### Objective
Revise the items below by replacing "camera-trap count" with "plant survey" wherever it occurs. Leave all other wording unchanged.

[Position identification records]
* begin *

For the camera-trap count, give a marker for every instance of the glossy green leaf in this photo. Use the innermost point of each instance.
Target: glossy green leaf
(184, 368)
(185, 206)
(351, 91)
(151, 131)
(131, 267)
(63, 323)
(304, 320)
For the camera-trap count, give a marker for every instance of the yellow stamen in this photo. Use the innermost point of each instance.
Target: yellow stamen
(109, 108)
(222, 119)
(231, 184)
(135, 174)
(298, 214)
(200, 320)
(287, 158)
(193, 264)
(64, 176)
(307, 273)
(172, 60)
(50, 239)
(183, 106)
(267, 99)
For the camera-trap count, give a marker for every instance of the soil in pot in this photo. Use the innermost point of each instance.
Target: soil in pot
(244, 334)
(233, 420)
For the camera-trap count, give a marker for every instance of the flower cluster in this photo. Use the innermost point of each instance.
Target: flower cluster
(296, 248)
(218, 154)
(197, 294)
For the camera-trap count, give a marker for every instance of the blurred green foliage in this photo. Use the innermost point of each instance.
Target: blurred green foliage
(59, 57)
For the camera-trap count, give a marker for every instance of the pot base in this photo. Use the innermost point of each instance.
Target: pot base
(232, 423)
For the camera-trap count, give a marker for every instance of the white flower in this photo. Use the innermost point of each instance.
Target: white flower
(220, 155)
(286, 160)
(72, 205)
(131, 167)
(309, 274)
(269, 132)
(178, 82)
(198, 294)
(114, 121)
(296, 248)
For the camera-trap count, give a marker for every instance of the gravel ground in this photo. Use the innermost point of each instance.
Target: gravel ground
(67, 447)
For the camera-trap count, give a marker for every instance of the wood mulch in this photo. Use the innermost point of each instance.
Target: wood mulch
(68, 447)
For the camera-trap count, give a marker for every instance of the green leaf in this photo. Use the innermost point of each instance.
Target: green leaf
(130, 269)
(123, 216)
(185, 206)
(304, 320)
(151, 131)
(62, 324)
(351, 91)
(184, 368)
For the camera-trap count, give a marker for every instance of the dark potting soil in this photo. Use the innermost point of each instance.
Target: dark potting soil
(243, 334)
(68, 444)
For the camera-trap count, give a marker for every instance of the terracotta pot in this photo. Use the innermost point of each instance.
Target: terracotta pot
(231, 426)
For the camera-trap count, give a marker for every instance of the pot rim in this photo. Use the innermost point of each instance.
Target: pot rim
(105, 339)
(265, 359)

* end *

### Solution
For the plant survey, give a marker for every instance of the glossy green leaf in this photo. Use the innermost point of each instance.
Target: glossy green leaf
(184, 368)
(185, 206)
(351, 91)
(151, 131)
(131, 267)
(63, 323)
(304, 320)
For the plant survey, give a marker for every instance of the yellow stamen in this photo. Use the innermost point of each instance.
Target: yellow stamen
(109, 108)
(222, 119)
(231, 184)
(135, 174)
(298, 214)
(200, 320)
(287, 158)
(193, 264)
(64, 176)
(307, 273)
(172, 60)
(50, 239)
(183, 106)
(267, 99)
For the plant survey, give a marker for every instance of the soil in pot in this photo. Use the innermost point of each instance.
Target: soil in pot
(244, 334)
(233, 420)
For the plant survey, give a marker for every instance of the flower cluster in this photo. Use the innermost point of each instance.
Target: flower cluster
(296, 248)
(218, 154)
(197, 294)
For the plant survey, give a marker for every instance of the blurred green foliage in this photo. Use the innermost point of each instance.
Target: blurred green foliage
(59, 57)
For the plant survey, give a marker for every instance of the pot base in this photo. Use the innermost point of each instance.
Target: pot base
(232, 423)
For the plant survey, give a marker for every instance of the white flower in this photo. Use the innermost point of each instance.
Target: white flower
(220, 155)
(286, 160)
(72, 205)
(131, 167)
(309, 274)
(269, 132)
(178, 82)
(198, 294)
(114, 121)
(296, 248)
For the plant survey, give a marker for every instance of the gravel ground in this photo. Use the innermost point of each instance.
Target: gravel ground
(67, 447)
For the plant survey, give a marker for every instance of the wood mulch in this photo. Use the innermost point of each instance.
Target: wood mulch
(68, 447)
For the plant survey, give a marker for every instance of the green leaf in this photo. Use the innermost point of each instance.
Target: green leaf
(130, 269)
(123, 216)
(185, 206)
(304, 320)
(151, 131)
(62, 324)
(351, 91)
(184, 368)
For the plant survey, give a marker for every instance of the dark potting soil in this photo. Use the innermost point of each instance.
Target: dark potting soil
(243, 334)
(68, 444)
For the plant survey, give a marker for every instance of the terracotta pot in this photo. Use the innermost point of each instance.
Target: terracotta pot
(231, 426)
For the plant survey, give a marker for every instance of the pot rim in this photo. Use the innermost point of each instance.
Target: pot rim
(105, 339)
(265, 359)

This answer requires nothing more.